When asked about the case by Sky News' Trevor Phillips, Rowley suggested that some of the public anger that has followed could be due to people's lack of understanding of the case.

“It's pretty unusual, what's going on. The full verdict of that hearing isn't out yet. I think some people are confused about it because four officers said that they smelt cannabis, the panel I think believed two and disbelieved two others – I don’t yet understand the reasons for that," he said.

“The panel also said that there were no findings in relation with anything to do with racism in the case as well."

Williams and Dos Santos have been clear that they believe they were racially profiled when they were pulled over with their baby son in the back of the car.

The IOPC panel found PCs Franks and Clapham to have breached standards of honesty and integrity but not equality and diversity.

This alone, Rowley said, should be enough grounds for dismissal, telling Sky News: "If officers have been dishonest they clearly shouldn’t be in the force, that’s absolutely without doubt."

****************************************

In the passage about the police misconduct case, which standards did the IOPC panel find PCs Franks and Clapham to have breached?

****************************************

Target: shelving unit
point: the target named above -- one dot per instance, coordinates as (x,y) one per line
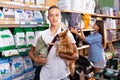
(113,40)
(44,8)
(22,6)
(83,47)
(93,14)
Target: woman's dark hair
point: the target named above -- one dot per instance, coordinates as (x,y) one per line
(101,30)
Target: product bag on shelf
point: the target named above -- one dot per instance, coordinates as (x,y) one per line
(4,69)
(8,53)
(19,37)
(40,2)
(29,69)
(77,5)
(20,16)
(1,15)
(64,4)
(6,39)
(27,63)
(18,1)
(17,66)
(37,17)
(29,2)
(9,14)
(29,36)
(29,17)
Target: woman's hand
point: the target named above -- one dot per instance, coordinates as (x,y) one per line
(73,30)
(40,59)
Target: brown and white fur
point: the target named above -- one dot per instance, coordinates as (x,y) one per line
(64,46)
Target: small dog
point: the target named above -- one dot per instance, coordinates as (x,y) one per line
(64,46)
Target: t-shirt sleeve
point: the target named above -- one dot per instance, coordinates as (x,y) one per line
(91,39)
(36,38)
(71,37)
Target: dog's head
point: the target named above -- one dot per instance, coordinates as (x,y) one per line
(62,35)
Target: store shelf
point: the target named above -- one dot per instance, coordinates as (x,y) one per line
(83,47)
(113,40)
(113,29)
(86,30)
(9,25)
(22,6)
(93,15)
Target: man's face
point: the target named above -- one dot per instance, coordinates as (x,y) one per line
(54,16)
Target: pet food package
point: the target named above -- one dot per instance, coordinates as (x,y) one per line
(1,15)
(4,69)
(6,0)
(6,39)
(29,2)
(19,15)
(37,17)
(19,37)
(8,53)
(29,70)
(9,14)
(40,2)
(77,5)
(64,4)
(29,17)
(74,20)
(27,63)
(18,1)
(46,17)
(29,75)
(29,36)
(17,66)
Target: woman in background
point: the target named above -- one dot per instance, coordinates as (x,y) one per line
(97,45)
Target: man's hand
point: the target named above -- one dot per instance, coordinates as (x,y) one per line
(40,59)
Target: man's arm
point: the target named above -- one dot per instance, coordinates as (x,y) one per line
(75,56)
(39,59)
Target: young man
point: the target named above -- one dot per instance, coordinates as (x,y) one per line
(54,67)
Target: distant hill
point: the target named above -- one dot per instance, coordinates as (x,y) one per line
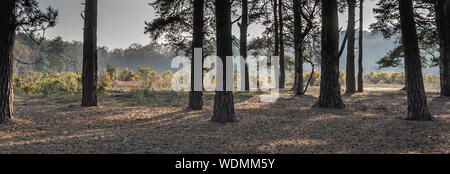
(375,46)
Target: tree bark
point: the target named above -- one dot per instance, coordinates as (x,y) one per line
(276,35)
(196,97)
(90,65)
(360,47)
(298,48)
(223,100)
(7,32)
(330,89)
(350,78)
(417,101)
(281,38)
(443,13)
(243,41)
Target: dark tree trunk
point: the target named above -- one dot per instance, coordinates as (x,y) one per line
(258,87)
(442,13)
(417,101)
(196,97)
(282,59)
(243,41)
(276,35)
(89,76)
(223,100)
(298,47)
(350,78)
(7,31)
(330,89)
(360,48)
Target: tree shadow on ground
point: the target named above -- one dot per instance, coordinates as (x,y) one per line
(289,125)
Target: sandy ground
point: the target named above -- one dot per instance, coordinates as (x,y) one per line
(371,123)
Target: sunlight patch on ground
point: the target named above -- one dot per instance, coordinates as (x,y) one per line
(291,142)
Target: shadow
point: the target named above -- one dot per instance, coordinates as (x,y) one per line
(289,125)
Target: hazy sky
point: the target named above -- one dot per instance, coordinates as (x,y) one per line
(121,22)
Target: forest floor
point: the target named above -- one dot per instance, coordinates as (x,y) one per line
(371,123)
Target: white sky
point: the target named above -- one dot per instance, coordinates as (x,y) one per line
(121,22)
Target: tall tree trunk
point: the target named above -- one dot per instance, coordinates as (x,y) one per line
(276,36)
(89,76)
(442,13)
(196,97)
(330,89)
(223,100)
(417,100)
(7,31)
(282,58)
(243,40)
(360,47)
(350,78)
(298,48)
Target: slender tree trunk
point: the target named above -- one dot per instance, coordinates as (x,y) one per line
(258,87)
(442,13)
(196,97)
(298,48)
(417,100)
(282,58)
(446,61)
(7,31)
(360,48)
(350,78)
(90,65)
(276,35)
(330,89)
(243,41)
(223,100)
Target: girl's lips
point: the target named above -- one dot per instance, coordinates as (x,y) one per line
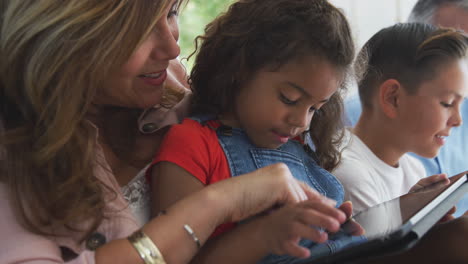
(154,79)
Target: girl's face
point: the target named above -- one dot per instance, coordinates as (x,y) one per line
(276,106)
(139,82)
(428,116)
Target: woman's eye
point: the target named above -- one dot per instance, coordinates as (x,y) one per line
(286,100)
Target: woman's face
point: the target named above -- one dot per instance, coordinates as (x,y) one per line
(139,82)
(429,115)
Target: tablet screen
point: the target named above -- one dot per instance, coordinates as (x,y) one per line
(388,217)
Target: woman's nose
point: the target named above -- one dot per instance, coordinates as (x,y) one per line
(166,46)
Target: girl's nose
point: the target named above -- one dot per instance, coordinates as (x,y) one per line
(166,46)
(300,119)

****************************************

RESPONSE TO THE TASK >>
The standards of honesty and integrity.